REQUIRED WORK: Print the lines of the listing below verbatim, starting at the line that contains "each swan's red beak" and ending at the line that contains "[204,40,212,45]", with both of those lines included.

============

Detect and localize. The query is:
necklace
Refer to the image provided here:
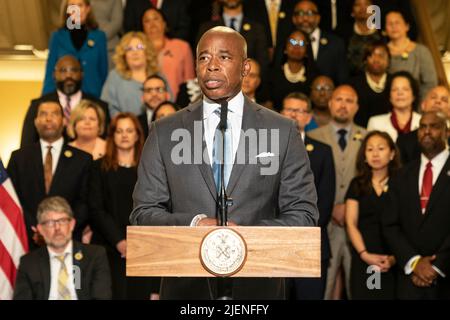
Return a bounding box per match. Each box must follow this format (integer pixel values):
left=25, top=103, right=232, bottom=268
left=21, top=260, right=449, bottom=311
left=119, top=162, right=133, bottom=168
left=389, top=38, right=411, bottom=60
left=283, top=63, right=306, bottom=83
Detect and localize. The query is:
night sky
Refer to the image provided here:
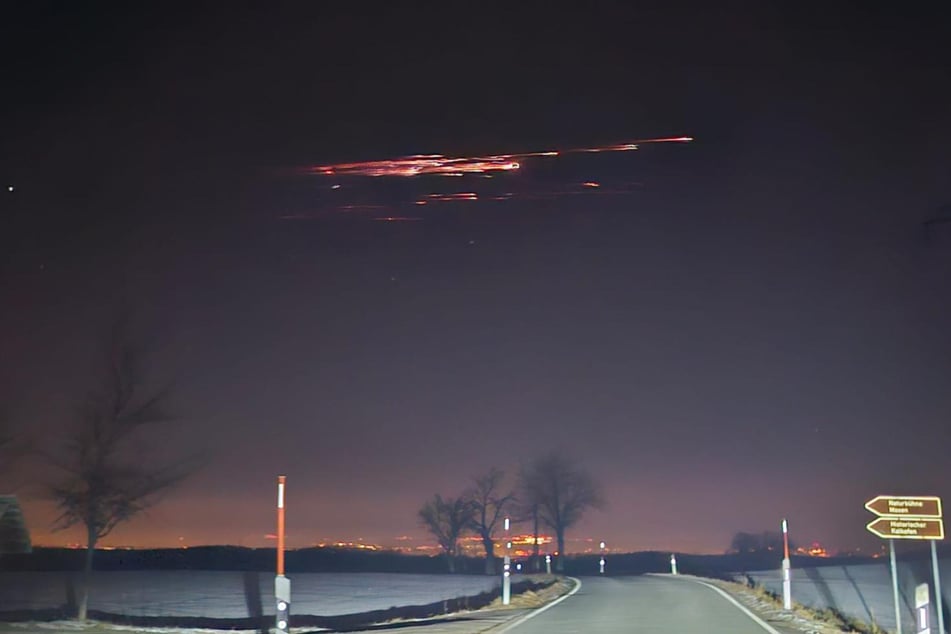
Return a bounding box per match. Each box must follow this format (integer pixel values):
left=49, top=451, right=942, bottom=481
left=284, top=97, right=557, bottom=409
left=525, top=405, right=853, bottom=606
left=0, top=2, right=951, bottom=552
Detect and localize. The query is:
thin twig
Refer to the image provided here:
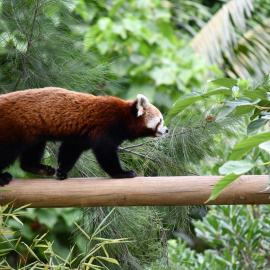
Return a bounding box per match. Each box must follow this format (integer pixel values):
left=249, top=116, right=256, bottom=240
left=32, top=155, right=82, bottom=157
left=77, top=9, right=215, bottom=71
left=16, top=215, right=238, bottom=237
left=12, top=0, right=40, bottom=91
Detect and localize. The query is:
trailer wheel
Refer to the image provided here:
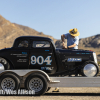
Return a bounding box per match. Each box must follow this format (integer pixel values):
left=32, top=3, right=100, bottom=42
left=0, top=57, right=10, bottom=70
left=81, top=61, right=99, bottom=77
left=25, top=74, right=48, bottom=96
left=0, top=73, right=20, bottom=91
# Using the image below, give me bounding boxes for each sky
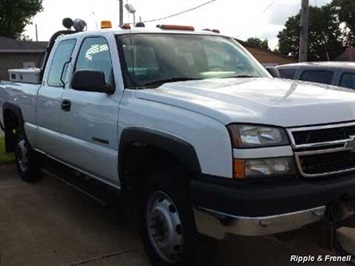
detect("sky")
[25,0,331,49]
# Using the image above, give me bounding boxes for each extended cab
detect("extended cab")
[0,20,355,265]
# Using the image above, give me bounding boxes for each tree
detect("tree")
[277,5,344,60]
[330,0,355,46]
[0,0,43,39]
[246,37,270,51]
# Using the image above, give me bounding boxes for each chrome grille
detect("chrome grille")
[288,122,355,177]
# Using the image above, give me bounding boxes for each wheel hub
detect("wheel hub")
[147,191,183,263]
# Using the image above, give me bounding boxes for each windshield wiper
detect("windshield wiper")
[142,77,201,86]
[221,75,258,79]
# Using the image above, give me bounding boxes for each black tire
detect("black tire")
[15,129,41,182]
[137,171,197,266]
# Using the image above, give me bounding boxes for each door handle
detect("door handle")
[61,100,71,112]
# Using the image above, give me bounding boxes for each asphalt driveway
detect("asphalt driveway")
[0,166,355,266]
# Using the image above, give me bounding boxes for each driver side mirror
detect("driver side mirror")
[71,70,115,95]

============

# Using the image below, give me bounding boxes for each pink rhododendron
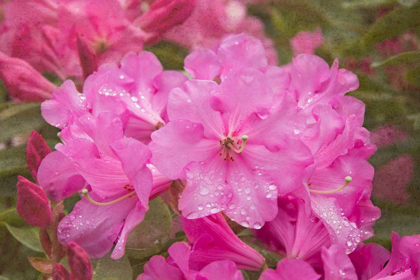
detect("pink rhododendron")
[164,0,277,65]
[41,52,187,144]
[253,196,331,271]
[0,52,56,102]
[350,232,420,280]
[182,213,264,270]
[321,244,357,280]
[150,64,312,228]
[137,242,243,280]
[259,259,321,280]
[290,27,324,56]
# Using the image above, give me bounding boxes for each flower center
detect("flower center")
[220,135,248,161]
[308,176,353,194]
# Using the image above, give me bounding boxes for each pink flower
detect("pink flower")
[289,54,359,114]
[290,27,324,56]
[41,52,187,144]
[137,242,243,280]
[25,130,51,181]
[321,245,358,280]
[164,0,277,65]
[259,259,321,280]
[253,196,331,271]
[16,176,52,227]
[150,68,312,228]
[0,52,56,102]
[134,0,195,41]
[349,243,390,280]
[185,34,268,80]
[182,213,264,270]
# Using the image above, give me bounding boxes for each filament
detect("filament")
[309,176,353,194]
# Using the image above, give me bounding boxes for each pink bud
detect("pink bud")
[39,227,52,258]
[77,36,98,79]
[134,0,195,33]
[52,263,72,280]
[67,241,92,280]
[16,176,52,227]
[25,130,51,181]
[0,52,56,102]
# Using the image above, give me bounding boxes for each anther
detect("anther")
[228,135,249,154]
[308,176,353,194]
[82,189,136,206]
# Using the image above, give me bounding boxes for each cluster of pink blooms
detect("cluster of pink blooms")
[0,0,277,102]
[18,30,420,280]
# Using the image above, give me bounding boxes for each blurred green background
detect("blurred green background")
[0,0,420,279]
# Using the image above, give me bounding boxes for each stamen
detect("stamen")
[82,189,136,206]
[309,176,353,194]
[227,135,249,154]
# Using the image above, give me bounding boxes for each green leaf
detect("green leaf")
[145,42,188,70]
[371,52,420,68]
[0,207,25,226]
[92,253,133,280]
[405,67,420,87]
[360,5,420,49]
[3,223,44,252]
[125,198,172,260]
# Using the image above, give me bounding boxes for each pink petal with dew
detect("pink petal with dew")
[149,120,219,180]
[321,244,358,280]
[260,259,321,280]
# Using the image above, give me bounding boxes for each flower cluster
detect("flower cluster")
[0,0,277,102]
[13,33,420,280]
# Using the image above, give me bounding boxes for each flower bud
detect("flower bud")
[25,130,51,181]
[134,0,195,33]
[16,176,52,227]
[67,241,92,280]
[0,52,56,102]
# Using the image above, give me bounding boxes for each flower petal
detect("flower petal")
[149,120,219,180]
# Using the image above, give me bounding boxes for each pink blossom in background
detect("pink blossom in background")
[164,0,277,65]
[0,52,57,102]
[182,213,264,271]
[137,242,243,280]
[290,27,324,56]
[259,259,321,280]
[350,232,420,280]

============

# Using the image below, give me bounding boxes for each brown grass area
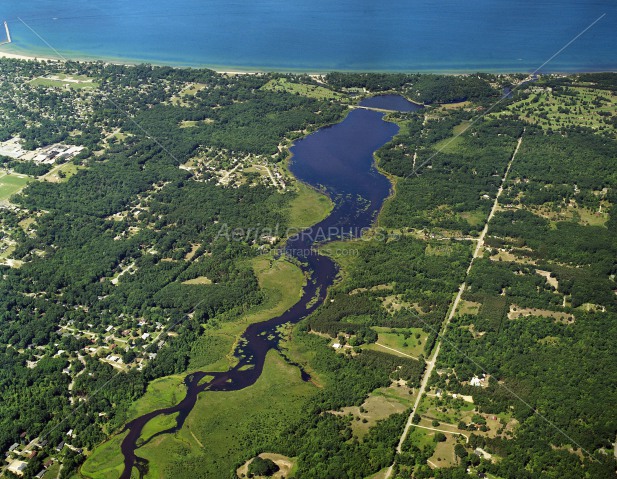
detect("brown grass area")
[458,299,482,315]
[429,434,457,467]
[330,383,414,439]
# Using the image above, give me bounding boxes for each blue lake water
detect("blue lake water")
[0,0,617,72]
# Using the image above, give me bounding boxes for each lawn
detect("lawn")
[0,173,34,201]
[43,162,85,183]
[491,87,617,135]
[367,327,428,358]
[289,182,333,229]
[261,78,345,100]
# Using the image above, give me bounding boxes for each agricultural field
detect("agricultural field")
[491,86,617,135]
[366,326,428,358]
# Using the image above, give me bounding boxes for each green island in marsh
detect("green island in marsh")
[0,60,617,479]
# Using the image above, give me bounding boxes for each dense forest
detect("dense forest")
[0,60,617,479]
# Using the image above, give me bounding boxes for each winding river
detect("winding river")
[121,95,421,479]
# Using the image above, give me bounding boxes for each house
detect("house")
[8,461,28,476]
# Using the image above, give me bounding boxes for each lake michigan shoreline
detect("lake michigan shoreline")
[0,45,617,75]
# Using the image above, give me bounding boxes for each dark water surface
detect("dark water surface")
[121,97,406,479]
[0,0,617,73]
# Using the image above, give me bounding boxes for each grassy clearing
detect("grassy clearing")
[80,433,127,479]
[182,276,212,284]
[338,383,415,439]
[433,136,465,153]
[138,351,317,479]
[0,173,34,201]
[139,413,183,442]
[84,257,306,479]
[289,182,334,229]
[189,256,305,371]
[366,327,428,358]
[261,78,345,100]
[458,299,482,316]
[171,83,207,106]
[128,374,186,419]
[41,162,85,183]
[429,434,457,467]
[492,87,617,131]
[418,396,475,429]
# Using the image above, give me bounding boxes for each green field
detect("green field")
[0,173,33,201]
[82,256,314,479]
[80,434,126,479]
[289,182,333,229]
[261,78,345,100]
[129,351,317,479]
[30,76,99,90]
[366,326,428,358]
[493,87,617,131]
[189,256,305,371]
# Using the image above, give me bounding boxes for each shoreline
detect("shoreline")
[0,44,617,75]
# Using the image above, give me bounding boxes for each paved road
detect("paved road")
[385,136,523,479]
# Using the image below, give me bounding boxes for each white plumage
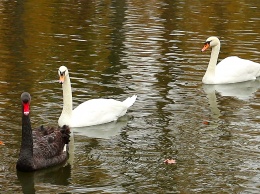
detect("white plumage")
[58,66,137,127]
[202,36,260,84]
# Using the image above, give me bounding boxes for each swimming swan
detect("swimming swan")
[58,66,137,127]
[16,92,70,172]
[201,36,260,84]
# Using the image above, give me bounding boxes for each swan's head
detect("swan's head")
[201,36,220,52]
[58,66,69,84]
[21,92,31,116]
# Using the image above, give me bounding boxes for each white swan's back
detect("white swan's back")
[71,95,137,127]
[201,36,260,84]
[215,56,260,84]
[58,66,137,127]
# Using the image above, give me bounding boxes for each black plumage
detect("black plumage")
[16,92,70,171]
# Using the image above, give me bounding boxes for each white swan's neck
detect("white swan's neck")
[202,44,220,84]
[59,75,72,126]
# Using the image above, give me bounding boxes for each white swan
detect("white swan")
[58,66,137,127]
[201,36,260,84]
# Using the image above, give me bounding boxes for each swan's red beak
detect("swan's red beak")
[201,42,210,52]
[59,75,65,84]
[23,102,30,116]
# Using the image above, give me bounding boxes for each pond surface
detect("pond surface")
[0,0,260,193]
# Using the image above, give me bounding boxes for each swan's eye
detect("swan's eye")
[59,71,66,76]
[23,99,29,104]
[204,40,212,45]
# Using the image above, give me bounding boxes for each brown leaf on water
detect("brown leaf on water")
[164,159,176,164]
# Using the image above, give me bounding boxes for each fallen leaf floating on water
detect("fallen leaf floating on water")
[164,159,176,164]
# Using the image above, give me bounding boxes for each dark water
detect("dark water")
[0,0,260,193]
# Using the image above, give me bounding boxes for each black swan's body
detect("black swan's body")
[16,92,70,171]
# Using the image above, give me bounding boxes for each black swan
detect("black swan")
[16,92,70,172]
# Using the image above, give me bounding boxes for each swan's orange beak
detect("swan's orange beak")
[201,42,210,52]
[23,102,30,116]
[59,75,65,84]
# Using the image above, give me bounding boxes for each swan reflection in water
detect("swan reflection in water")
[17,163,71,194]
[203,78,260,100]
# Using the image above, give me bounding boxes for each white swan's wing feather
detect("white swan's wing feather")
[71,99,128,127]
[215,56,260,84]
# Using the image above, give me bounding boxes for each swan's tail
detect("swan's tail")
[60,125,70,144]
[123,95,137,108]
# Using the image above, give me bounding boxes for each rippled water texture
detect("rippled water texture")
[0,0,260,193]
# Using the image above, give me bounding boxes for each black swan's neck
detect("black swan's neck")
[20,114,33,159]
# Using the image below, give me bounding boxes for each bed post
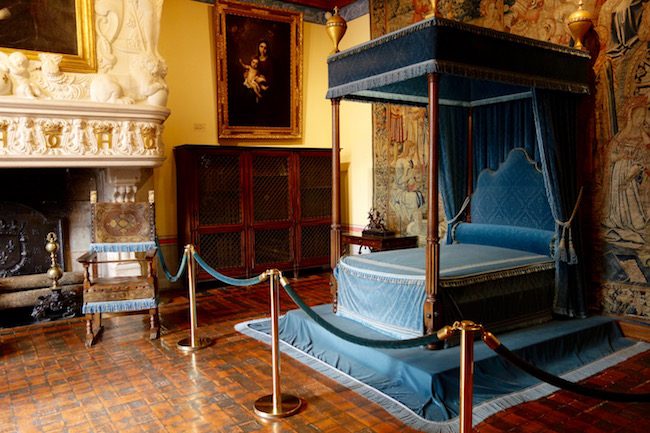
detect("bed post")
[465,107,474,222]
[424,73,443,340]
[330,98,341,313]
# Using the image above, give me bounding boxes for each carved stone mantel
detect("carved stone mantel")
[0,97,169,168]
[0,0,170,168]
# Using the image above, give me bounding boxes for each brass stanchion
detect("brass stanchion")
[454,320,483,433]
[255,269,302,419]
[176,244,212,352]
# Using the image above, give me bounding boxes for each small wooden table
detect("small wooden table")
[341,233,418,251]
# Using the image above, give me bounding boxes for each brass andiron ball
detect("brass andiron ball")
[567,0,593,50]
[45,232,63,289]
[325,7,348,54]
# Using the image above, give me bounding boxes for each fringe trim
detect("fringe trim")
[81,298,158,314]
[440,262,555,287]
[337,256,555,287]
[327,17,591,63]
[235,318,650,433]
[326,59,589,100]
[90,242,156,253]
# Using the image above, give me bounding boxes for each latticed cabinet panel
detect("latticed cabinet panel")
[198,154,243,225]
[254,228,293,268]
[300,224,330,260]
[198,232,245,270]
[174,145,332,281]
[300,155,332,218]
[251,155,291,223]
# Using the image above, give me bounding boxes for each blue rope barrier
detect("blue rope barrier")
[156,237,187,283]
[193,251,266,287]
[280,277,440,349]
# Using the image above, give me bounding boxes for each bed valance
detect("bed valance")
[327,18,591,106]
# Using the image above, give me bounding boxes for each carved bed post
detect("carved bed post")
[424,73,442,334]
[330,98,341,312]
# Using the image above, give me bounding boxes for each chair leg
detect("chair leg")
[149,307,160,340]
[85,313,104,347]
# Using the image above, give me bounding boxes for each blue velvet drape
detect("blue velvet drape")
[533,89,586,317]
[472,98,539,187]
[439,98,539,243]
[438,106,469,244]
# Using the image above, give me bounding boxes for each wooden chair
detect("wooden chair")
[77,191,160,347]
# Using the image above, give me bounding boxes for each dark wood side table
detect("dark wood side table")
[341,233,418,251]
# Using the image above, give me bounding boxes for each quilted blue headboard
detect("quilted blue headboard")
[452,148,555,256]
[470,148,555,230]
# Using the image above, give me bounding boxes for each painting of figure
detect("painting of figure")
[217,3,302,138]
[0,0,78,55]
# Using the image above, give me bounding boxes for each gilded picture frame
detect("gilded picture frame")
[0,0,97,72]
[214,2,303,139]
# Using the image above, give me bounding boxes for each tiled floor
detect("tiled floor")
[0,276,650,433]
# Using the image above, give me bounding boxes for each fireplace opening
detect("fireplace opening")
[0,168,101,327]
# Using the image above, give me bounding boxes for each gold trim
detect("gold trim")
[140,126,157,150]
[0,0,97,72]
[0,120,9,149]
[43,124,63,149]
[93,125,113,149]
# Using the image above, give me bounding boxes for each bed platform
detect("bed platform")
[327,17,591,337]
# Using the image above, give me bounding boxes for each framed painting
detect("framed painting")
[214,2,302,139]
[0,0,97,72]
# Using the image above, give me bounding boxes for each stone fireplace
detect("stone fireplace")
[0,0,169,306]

============

ANSWER:
# Using the image above, give me bounding boxes for each swan's red beak
detect("swan's red beak")
[201,42,210,52]
[59,75,65,84]
[23,102,30,116]
# Using the image above, give me bounding boxes for each pond surface
detect("pond surface")
[0,0,260,193]
# Using the image above, give me bounding boxes for each swan's eye
detect("swan's eye")
[59,71,66,76]
[23,99,29,104]
[204,40,212,45]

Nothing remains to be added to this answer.